_Selected passage:_
● ● ●

I found the philosophical consideration of appropriation quite interesting, and this may be even more appropriate for my final assignment. I had been intrigued by Hockney’s comments on landscape and perspective and was interested in looking at a collage landscape for the Transitions Assignment. As I have visited exhibitions over the past couple of months I have been looking out for collage work – I was particularly taken by the work of Romare Bearden in the Soul of a Nation exhibition at Tate Modern and have been researching his work further. For Assignment 4 I have to write a 2,000-word essay or critical review on a subject that relates both to the content of this course and your own photographic practice”. I would like to use this opportunity to investigate further the concept of landscape collage as I think that this would help me with Assignment 6 for the course.

I liked the section on Textworks and Land Art. I was particularly fortunate that the Richard long Exhibition Earth Sky was showing at Houghton Hall at the time I was studying this part of the course. This enabled me to find out more about the work of Long and use this to influence the images I produced for Assignment 2.
Looking back on my Tutor’s comments on Part 1 of the course I think that I have started to use research as a way of developing my creative thinking, as shown in the way I approached the assignment in Part 2 as well as the research I am doing on collage/montage for the final assignment.

I think that I need to do more work on developing in more depth my blog comments and reflect more on reading and my own work. I hope to add more to my blog on my reading and research quite soon.
But I certainly am taking time to research work of other photographers and develop projects, bot through reading, research and visiting exhibitions.

Earth Sky

I visited the Richard Long exhibition at Houghton Hall, indeed I chose a journey around the Hall and grounds as the subject for the second assignment of this course.

I was aware of the work of Richard Long from the History of Art modules I have studied previously, but this was the first opportunity I have had to see a range of Long’s works in a single setting. Apart from the sculptures, a number of Long’s Textworks were on display in one of the galleries and in another gallery there were several of his ‘paintings’.

I had seen photographs of Long’s work, but you do not get to appreciate the scale and beauty of them until you see them in situ. For example BARKHAM (2017) describes Houghton Cross as “Cornish slate exploding out of Houghton Hall’s croquet lawn” and I think that is a very apt description.

● ● ●

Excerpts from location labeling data
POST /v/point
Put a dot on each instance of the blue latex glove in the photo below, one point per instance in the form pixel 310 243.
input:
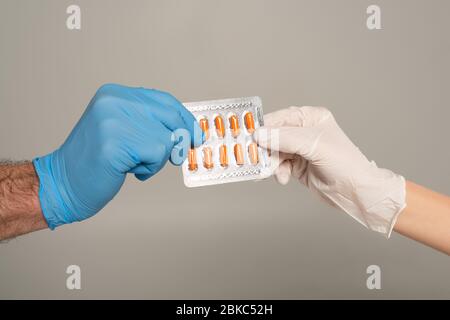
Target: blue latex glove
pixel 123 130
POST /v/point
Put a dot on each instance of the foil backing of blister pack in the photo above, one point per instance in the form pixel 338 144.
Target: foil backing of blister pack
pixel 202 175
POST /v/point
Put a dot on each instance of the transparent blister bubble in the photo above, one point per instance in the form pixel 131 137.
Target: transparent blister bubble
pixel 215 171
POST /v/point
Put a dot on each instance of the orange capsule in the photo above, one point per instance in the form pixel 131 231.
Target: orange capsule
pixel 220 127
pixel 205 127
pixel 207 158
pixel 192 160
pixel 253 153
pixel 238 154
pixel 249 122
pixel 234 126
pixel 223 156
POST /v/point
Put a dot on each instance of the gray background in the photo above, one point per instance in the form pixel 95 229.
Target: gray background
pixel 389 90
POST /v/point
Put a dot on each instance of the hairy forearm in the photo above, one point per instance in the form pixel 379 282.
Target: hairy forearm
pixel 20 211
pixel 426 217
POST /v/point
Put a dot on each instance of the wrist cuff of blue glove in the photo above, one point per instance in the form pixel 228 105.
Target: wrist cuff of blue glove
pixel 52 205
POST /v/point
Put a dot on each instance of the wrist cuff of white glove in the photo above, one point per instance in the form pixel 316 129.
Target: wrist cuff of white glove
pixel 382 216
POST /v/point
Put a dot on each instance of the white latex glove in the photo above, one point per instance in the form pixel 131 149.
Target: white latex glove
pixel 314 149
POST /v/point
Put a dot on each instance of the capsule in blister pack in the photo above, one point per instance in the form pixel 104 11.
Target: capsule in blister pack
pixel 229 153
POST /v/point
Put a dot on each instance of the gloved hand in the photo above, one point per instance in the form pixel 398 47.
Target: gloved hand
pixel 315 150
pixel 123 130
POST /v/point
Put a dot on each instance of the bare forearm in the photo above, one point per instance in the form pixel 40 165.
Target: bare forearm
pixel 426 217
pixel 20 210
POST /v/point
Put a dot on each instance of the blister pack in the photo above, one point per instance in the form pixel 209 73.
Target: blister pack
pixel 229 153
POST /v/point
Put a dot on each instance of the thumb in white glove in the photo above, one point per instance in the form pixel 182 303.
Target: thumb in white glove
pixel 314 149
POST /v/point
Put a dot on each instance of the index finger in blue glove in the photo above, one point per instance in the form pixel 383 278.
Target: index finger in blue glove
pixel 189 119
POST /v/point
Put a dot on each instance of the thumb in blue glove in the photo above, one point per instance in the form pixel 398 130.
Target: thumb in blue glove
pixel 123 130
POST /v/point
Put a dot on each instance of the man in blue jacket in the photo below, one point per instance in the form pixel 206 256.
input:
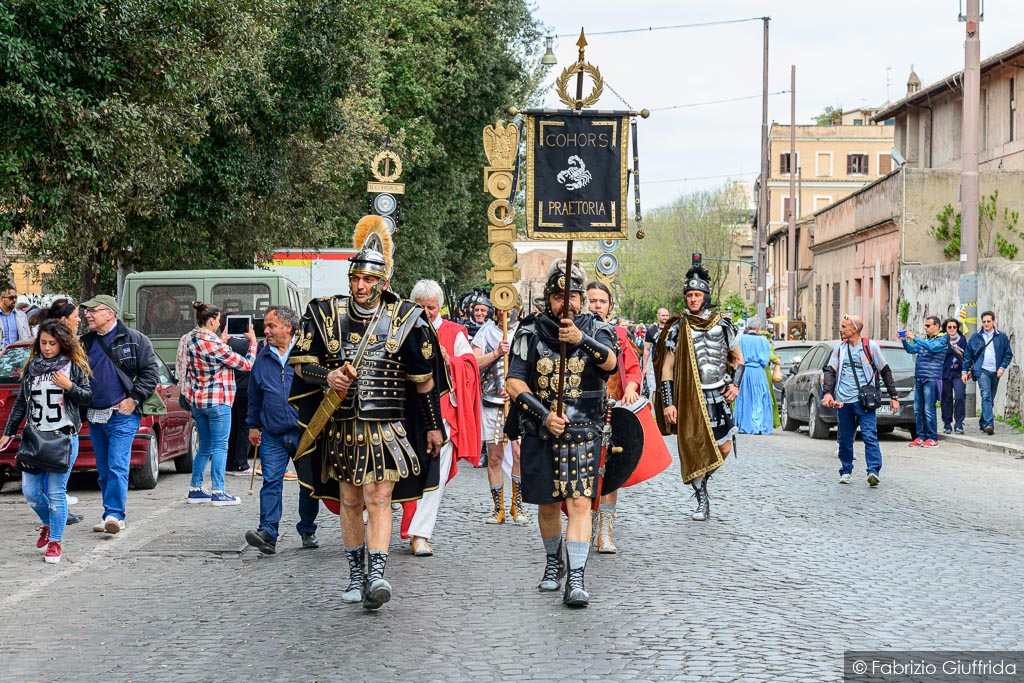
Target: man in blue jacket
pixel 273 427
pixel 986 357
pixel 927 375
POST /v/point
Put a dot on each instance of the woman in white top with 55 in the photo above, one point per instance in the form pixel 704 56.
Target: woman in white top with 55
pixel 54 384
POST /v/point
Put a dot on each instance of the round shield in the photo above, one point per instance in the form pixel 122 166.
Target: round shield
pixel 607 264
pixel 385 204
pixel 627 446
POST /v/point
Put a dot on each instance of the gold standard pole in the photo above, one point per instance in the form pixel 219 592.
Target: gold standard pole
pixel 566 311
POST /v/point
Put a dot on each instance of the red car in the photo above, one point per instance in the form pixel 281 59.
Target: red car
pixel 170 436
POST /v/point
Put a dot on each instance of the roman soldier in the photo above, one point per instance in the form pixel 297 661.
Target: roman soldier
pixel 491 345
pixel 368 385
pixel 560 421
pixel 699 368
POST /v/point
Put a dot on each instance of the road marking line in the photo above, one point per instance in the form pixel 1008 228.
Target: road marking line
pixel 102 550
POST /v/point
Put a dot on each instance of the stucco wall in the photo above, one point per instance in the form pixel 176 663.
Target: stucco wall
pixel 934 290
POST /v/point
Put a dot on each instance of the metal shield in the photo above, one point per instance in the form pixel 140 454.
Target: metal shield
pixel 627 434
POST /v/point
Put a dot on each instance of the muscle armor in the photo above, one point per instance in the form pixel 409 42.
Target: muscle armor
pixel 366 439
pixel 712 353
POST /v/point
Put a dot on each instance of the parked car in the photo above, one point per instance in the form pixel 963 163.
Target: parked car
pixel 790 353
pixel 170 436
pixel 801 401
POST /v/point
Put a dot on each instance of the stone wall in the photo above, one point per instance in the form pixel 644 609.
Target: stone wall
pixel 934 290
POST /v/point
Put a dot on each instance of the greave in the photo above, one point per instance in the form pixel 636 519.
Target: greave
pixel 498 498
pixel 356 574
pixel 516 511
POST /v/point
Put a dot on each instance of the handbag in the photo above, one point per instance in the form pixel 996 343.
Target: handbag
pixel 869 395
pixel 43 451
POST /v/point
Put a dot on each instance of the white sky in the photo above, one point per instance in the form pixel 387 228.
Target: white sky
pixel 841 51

● ● ●

_Directives:_
[a] Which lines of the listing contain the word "thumb"? Identify each one and copy it out in full.
[b] Pick up the photography course reflection after its last sentence and continue it.
The listing has no connection to the text.

_Results of the exercise:_
[a]
Put a dot on each instance of the thumb in white glove in the photo above, one point per instance in the form pixel 182 303.
Target: thumb in white glove
Put a dot on each instance of the thumb in blue glove in the photo above, one point per instance in the form pixel 398 130.
Target: thumb in blue glove

[b]
One of the exhibits, North South East West was inside the main house. O’FLAHERTY (2017) considered that “It brings the wild irregularity of nature inside, but ordered perfectly, as if by magic.” I found it a fascinating counterpoint to grandeur of the house itself, in the exhibition catalogue, O’NEILL & LONG (2017), the Marquess of Cholmondeley considers that the “slate and flint circle in the middle of the Stone Hall – the very centre of the house – is a dialogue with William Kent’s grandest and most sublime interior”.

One of the more intriguing exhibits was White Deer Circle, where tree stumps that have been uprooted on the estate, are inverted and placed in a circle. It seemed reminiscent of Seahenge (a 4000 year old Bronze Age timber circle found on the North Norfolk Coast). HALLETT (2017) describes it as “simultaneously a harmonious rearrangement of natural features in the landscape, and an outrageous perversion of natural order. The trees, apparently rooted in the air, seem to grow downwards into the ground”.

Apart from being the inspiration for my response to Assignment 2, I found it a fascinating exhibition and a real opportunity to study more closely an artist I had only previously seen in photographs. I was really interested in seeing Long’s use of geometric figures in his designs, particularly lies, circles and crosses. A very ordered, almost scientific, design within a natural setting. I did note though that the very stark designs, Houghton Cross and A Line in Norfolk were in formally arranged settings (the walled Garden and the Rear Lawn) whereas the wilder White Deer Circle was in the much less formal Deer Park. It was clear that the setting had a great influence on Long and where he would place his work.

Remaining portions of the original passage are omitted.